AIM:
Copy the records from the line with "Where can the bas-relief" up to and including the line with "(1025, 465)", leaving the requests unchanged but scaling every point coordinate in the answers by 1.5, rounded to whole numbers with halves going up. Return only those lines.

RECORDS SUPPLIED:
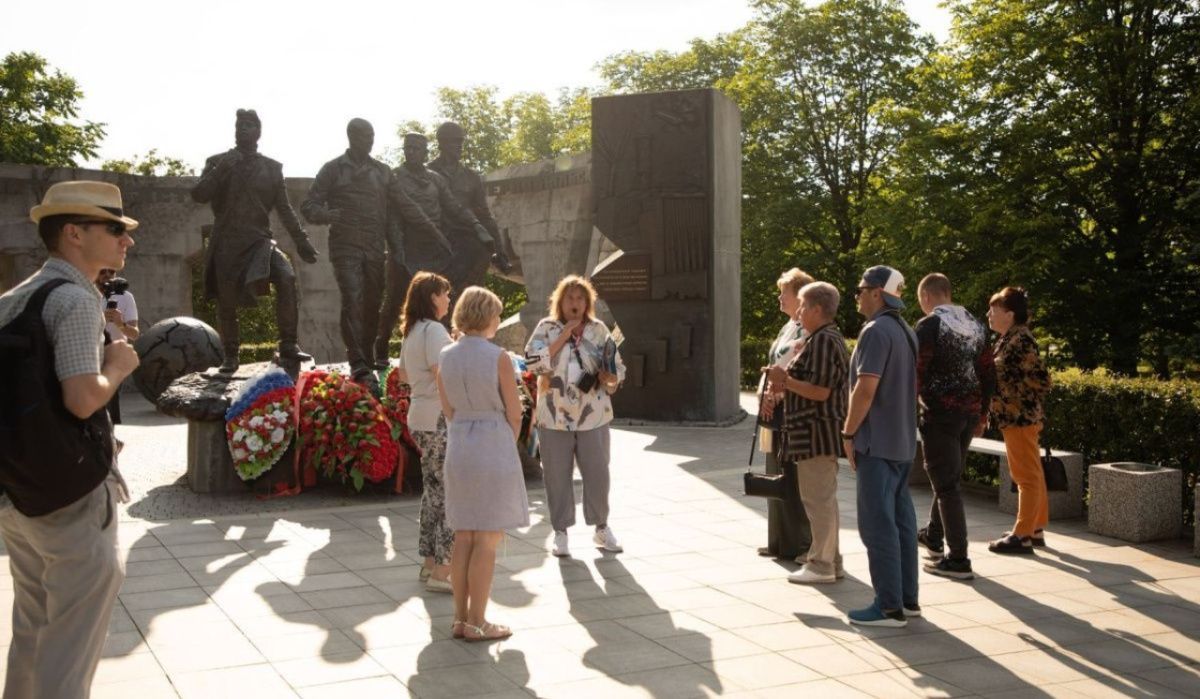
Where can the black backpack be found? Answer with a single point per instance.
(48, 456)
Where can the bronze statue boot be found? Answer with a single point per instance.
(366, 378)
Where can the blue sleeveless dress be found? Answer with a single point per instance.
(485, 487)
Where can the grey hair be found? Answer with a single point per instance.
(825, 296)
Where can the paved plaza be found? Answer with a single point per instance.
(317, 596)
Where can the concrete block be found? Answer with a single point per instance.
(1063, 503)
(1134, 502)
(209, 464)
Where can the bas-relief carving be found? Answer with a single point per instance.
(654, 198)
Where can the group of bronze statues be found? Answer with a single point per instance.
(383, 226)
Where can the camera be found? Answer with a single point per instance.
(114, 286)
(587, 382)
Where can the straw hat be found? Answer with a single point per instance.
(84, 198)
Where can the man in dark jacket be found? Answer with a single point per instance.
(243, 260)
(955, 378)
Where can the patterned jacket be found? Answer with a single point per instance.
(1021, 380)
(561, 404)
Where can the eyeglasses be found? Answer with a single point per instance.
(114, 228)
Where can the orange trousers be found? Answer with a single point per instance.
(1025, 465)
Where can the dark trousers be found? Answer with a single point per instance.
(789, 533)
(360, 280)
(946, 440)
(287, 306)
(399, 278)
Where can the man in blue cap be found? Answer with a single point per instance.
(880, 438)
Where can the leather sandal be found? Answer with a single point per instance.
(486, 632)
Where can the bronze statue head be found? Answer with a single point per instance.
(361, 136)
(417, 149)
(247, 129)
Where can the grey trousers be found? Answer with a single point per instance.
(561, 450)
(66, 572)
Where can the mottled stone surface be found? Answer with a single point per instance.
(1063, 503)
(209, 464)
(172, 348)
(1135, 506)
(205, 395)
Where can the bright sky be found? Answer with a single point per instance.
(171, 75)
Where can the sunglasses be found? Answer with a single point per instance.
(114, 228)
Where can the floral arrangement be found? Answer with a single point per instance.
(345, 432)
(261, 423)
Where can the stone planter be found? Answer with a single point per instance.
(1134, 502)
(1063, 503)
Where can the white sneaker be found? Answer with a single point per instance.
(807, 575)
(561, 549)
(605, 539)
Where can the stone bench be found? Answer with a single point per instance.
(1063, 505)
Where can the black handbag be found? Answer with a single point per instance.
(775, 487)
(1055, 472)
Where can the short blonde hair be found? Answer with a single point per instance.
(567, 284)
(475, 309)
(793, 279)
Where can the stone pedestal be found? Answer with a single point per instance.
(1063, 503)
(1134, 502)
(209, 465)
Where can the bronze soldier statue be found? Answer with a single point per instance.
(433, 196)
(243, 258)
(472, 254)
(366, 208)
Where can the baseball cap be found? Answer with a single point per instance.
(887, 280)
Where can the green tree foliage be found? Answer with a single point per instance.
(523, 127)
(151, 163)
(39, 114)
(1056, 147)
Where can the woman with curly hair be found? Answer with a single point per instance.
(577, 368)
(1021, 383)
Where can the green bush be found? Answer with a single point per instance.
(1108, 418)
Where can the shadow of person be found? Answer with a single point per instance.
(353, 584)
(622, 653)
(172, 595)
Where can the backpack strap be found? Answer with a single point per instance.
(33, 312)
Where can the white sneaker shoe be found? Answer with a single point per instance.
(807, 575)
(561, 549)
(605, 539)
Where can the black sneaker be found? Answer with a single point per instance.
(1012, 544)
(957, 568)
(934, 545)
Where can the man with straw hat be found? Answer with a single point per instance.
(58, 515)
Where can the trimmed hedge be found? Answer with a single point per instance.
(1108, 418)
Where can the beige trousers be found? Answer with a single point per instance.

THE REPLY:
Where can the bas-relief carving be found? Answer with a single point per instance.
(981, 297)
Where can the group of bronze statues be found? Answer with a single point per instance.
(575, 339)
Where can the camera be found? Answer with a single point per instance.
(171, 429)
(881, 573)
Where can the straw hat be found? Answer with a single point per instance.
(126, 297)
Where can the man in dark jacket be found? Answer with a single point per instance.
(365, 390)
(1433, 567)
Where can the patterned jacket be found? Answer with a single point per instance.
(1532, 570)
(842, 606)
Where can the eyeglasses be found? Answer with a single point per instance.
(171, 342)
Where can the orange trousers be found? Answer with a single point per instance.
(1538, 698)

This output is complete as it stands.